Solving The Indefinite Integral Of (36√[5]{x^4} - 18x^2 - 8 + 17/√{x}) Dx

Hey guys! Today, we're diving into the exciting world of indefinite integrals. Specifically, we're going to tackle the integral of a somewhat complex function. Don't worry, we'll break it down step-by-step so it's super easy to follow. Our mission, should we choose to accept it (and we totally do!), is to find the indefinite integral of this beast:

$$\int\left(36 \sqrt[5]{x^4}-18 x^2-8+\frac{17}{\sqrt{x}}\right) d x$$

So, grab your thinking caps and let's get started!

Breaking Down the Integral: A Step-by-Step Guide

To solve this indefinite integral, we'll use the power of the power rule and the linearity of integrals. These are our trusty tools for this adventure. The linearity of integrals allows us to split the integral of a sum (or difference) into the sum (or difference) of individual integrals. This is incredibly helpful because it lets us deal with each term separately. The power rule, on the other hand, helps us integrate terms of the form x^n. Remember, the power rule states that:

$$\int x^n dx = \frac{x^{n+1}}{n+1} + C$$

where n is any real number except -1, and C is the constant of integration. That constant is super important because it reminds us that there are infinitely many possible antiderivatives, each differing by a constant. Let's dive into applying these concepts.

Step 1: Splitting the Integral

First up, we use the linearity of integrals to split our integral into manageable chunks:

$$\int\left(36 \sqrt[5]{x^4}-18 x^2-8+\frac{17}{\sqrt{x}}\right) d x = 36\int x^{\frac{4}{5}} dx - 18\int x^2 dx - 8\int dx + 17\int x^{-\frac{1}{2}} dx$$

See? Much less intimidating already! We've essentially broken the original integral into four smaller, easier-to-handle integrals. This is a crucial step in simplifying complex integrals. We've also pulled the constants (36, -18, -8, and 17) outside their respective integral signs. This is another application of the linearity property, and it makes our calculations cleaner.
────
### Stated goal
Resume the walkthrough on integrating the expression with the fifth root of x^4, picking up after its last sentence. The entries that come next are separate material and have no connection to the integral walkthrough.

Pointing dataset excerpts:
────
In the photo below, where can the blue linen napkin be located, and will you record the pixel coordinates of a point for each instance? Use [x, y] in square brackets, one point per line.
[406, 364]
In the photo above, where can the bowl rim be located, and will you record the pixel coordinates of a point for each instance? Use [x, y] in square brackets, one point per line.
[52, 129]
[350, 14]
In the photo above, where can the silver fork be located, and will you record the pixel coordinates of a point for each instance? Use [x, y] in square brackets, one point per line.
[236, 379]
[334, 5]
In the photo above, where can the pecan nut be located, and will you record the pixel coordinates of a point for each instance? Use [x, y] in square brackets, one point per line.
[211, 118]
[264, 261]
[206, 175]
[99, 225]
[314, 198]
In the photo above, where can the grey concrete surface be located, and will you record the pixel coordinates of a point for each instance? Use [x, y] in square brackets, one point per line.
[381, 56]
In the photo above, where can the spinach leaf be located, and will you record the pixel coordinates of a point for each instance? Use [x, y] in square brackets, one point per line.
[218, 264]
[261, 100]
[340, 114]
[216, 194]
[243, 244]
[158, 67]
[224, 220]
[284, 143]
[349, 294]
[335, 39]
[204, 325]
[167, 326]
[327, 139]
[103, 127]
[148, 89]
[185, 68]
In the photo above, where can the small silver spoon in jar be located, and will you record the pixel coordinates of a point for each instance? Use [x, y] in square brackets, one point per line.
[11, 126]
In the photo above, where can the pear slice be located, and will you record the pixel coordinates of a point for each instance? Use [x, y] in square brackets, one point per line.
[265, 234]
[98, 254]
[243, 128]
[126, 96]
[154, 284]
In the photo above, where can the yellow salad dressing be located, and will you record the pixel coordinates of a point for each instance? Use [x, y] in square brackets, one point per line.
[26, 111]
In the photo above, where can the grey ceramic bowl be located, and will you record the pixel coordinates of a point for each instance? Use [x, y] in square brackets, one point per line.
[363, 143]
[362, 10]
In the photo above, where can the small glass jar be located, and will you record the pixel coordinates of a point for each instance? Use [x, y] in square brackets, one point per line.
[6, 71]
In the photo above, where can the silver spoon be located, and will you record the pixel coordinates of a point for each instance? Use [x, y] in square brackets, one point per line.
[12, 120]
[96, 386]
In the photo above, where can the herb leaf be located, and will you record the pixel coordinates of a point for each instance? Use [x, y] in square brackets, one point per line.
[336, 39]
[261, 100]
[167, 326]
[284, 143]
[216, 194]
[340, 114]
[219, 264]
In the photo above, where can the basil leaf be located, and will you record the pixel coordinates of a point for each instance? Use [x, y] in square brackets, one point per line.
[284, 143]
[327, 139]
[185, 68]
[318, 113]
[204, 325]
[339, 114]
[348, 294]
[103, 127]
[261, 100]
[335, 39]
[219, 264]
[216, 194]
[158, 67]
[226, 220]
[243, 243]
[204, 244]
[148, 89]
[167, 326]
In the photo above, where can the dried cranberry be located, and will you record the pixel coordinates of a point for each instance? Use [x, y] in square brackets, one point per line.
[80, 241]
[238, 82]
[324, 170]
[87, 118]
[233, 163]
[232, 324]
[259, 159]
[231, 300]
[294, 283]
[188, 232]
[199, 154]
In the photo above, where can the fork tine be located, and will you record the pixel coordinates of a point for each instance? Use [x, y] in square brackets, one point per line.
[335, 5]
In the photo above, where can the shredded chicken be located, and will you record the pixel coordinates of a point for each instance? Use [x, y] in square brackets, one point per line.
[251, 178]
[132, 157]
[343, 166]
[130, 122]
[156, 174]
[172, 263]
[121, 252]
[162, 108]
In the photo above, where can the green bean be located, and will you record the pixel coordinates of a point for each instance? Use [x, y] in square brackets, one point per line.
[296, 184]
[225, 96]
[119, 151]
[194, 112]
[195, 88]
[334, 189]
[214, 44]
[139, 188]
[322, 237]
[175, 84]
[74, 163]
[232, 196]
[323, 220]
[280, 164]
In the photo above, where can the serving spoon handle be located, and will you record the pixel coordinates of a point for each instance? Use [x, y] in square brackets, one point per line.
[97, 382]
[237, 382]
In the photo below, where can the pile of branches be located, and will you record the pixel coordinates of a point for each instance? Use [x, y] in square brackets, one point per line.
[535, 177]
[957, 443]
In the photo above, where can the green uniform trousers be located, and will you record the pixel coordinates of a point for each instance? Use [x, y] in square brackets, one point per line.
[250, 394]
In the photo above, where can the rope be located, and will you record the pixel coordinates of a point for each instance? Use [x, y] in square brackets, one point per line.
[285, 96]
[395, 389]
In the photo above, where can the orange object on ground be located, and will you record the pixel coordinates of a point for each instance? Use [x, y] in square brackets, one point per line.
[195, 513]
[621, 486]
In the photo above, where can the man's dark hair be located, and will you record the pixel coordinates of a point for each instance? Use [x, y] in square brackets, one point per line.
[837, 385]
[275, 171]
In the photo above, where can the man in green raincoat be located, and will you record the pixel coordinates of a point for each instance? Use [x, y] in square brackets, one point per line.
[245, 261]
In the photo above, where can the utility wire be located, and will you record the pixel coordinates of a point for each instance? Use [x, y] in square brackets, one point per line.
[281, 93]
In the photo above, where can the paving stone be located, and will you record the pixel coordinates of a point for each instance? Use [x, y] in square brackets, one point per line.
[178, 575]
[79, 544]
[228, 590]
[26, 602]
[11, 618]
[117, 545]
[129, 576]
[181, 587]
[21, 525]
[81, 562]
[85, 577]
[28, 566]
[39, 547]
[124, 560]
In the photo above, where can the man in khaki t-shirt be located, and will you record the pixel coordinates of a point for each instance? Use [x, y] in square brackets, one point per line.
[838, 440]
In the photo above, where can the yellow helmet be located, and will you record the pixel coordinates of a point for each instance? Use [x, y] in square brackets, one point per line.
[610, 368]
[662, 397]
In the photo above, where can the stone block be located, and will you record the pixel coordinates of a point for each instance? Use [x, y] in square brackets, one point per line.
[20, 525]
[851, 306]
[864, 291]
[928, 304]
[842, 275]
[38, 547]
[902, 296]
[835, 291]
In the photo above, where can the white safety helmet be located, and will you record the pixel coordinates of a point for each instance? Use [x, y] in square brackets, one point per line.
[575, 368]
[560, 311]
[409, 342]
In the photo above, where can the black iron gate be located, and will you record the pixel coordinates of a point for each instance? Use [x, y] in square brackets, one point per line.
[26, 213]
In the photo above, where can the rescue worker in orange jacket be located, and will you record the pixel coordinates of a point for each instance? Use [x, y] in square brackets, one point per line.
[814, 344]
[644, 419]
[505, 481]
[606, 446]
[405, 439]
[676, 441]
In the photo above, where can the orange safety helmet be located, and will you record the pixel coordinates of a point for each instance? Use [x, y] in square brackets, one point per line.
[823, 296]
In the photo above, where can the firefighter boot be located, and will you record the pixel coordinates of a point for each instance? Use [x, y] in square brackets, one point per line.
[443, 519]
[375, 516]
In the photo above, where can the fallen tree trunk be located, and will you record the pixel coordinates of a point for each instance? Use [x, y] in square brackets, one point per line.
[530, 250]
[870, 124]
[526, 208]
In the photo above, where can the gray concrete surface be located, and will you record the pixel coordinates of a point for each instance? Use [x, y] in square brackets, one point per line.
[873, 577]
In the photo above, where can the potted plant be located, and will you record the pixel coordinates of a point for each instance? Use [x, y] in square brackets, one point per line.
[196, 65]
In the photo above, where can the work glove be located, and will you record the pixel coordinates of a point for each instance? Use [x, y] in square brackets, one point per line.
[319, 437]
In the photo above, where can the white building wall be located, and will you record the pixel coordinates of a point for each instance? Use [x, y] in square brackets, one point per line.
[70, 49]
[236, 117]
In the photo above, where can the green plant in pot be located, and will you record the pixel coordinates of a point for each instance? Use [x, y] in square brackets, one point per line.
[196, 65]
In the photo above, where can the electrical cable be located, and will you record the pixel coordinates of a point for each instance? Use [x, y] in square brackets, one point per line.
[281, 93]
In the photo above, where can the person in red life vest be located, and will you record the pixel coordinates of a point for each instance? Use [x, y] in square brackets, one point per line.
────
### Written response
Step 2: Applying the Power Rule

Now, let's tackle each integral individually using the power rule. Remember, we add 1 to the exponent and then divide by the new exponent. Let's start with the first term:

Integrating 36∫x^(4/5) dx

Applying the power rule, we get:

$$36\int x^{\frac{4}{5}} dx = 36 \cdot \frac{x^{\frac{4}{5}+1}}{\frac{4}{5}+1} + C_1 = 36 \cdot \frac{x^{\frac{9}{5}}}{\frac{9}{5}} + C_1 = 36 \cdot \frac{5}{9} x^{\frac{9}{5}} + C_1 = 20x^{\frac{9}{5}} + C_1$$

Integrating -18∫x^2 dx

Next, we integrate the second term:

$$-18\int x^2 dx = -18 \cdot \frac{x^{2+1}}{2+1} + C_2 = -18 \cdot \frac{x^3}{3} + C_2 = -6x^3 + C_2$$

Integrating -8∫dx

Now, let's integrate the third term. Remember that ∫dx is the same as ∫1 dx, which is the same as ∫x^0 dx. Applying the power rule:

$$-8\int dx = -8\int x^0 dx = -8 \cdot \frac{x^{0+1}}{0+1} + C_3 = -8x + C_3$$

Integrating 17∫x^(-1/2) dx

Finally, let's integrate the fourth term:

$$17\int x^{-\frac{1}{2}} dx = 17 \cdot \frac{x^{-\frac{1}{2}+1}}{-\frac{1}{2}+1} + C_4 = 17 \cdot \frac{x^{\frac{1}{2}}}{\frac{1}{2}} + C_4 = 17 \cdot 2x^{\frac{1}{2}} + C_4 = 34\sqrt{x} + C_4$$

Step 3: Putting It All Together

Now that we've integrated each term individually, it's time to combine them. We'll add up all the results and combine the constants of integration into a single constant, C:

$$\int\left(36 \sqrt[5]{x^4}-18 x^2-8+\frac{17}{\sqrt{x}}\right) d x = 20x^{\frac{9}{5}} - 6x^3 - 8x + 34\sqrt{x} + C$$

And there you have it! We've successfully found the indefinite integral of our function. The final answer is:

$$20x^{\frac{9}{5}} - 6x^3 - 8x + 34\sqrt{x} + C$$

Checking Our Work: The Beauty of Differentiation

One of the coolest things about calculus is that we can always check our work. How, you ask? By differentiating our result! If we differentiate the indefinite integral we found, we should get back the original function. This is because differentiation and integration are inverse operations.

Let's differentiate our answer and see if we arrive back at our starting point. Remember the power rule for differentiation: d/dx (x^n) = nx^(n-1). We'll apply this rule to each term in our result.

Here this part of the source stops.